Data to examine below:
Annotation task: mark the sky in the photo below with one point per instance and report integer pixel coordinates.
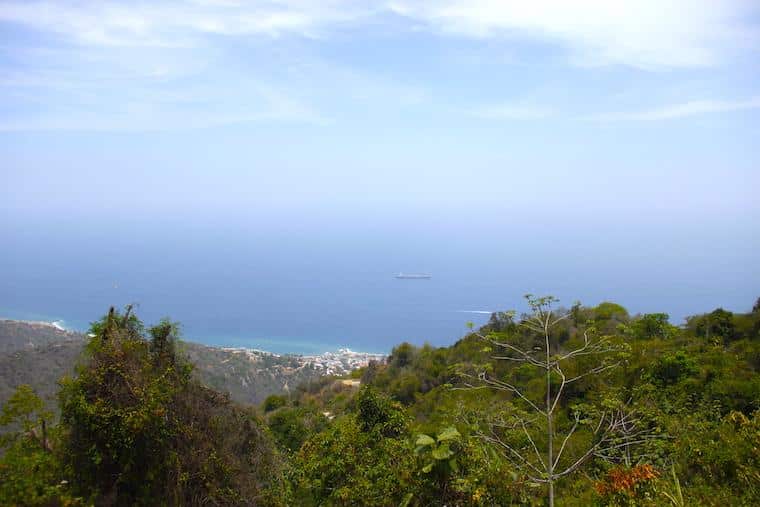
(609, 131)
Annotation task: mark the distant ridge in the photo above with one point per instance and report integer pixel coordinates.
(414, 276)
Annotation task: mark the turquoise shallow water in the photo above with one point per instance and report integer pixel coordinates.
(304, 293)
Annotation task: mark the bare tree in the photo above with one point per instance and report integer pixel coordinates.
(613, 429)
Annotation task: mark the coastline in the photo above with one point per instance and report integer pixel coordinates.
(331, 362)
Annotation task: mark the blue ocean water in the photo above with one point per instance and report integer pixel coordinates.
(314, 290)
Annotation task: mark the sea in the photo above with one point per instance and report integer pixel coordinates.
(312, 290)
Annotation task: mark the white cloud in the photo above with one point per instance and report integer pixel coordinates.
(643, 33)
(510, 112)
(682, 110)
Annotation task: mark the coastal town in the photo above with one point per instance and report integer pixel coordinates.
(341, 362)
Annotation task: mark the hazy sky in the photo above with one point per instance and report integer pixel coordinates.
(627, 123)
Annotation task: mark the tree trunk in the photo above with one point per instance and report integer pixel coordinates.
(549, 424)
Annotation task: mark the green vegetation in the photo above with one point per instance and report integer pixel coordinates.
(640, 412)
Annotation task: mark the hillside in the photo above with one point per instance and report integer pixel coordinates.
(39, 354)
(580, 406)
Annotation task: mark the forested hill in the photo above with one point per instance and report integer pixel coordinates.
(570, 406)
(651, 414)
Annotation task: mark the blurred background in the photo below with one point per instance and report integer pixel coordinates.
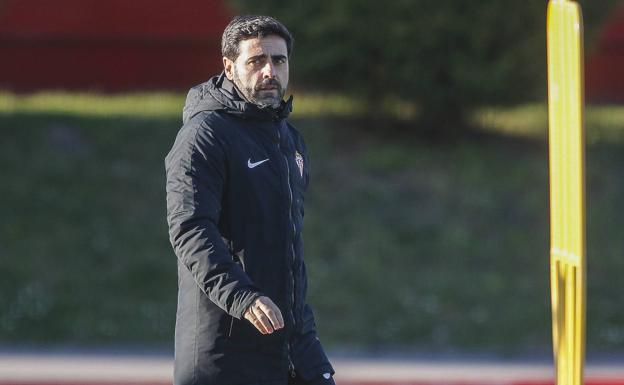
End of Data to examine.
▸ Aim of the exercise
Write out the material exactly as it stands, omitting every picture.

▸ Task response
Annotation task: mark the sky in the photo below with one point per instance and report integer pixel coordinates.
(609, 131)
Annotation task: mark the distant ridge in the photo above with one point per instance and report integer pixel coordinates.
(414, 276)
Annotation task: mark the turquoise shallow water in the photo above with one point per instance and report integer pixel coordinates.
(304, 293)
Annotation task: mark the bare tree in the photo above with one point per instance and report integer pixel coordinates.
(613, 429)
Annotation task: mark the coastline in the photo above with one point per instance and report integer pixel coordinates.
(331, 362)
Annotation task: mark the blue ocean water in the photo above with one point per instance and report integer pixel coordinates.
(314, 290)
Annotation task: mark the sea in the photo above with one point per instance and report integer pixel coordinates.
(312, 290)
Annotation task: mark the white cloud in the photo above with one point per instance and report integer pixel coordinates.
(643, 33)
(510, 112)
(682, 110)
Annotation task: mark the coastal town in the photo above with one point per instance and report integer pixel coordinates.
(341, 362)
Annotation task: mark the hazy sky in the photo above with one point per instance and report integer pixel coordinates.
(627, 123)
Annotation task: mark the tree trunk in the photo above with one point per instance and report integer pixel coordinates.
(549, 424)
Annotation task: mark the green vegetation in the photo above with one point per instance and report integer pixel coordinates.
(640, 412)
Annotation task: mark the hillside in the photo above with one point per instance and report integer pixel coordinates.
(39, 354)
(580, 406)
Annotation task: mark the forested hill in the photo above with one point per instance and report integer pixel coordinates.
(570, 406)
(651, 414)
Annotation task: mark the blurred background in the photo below with one point per instance and report integer pixel coordinates.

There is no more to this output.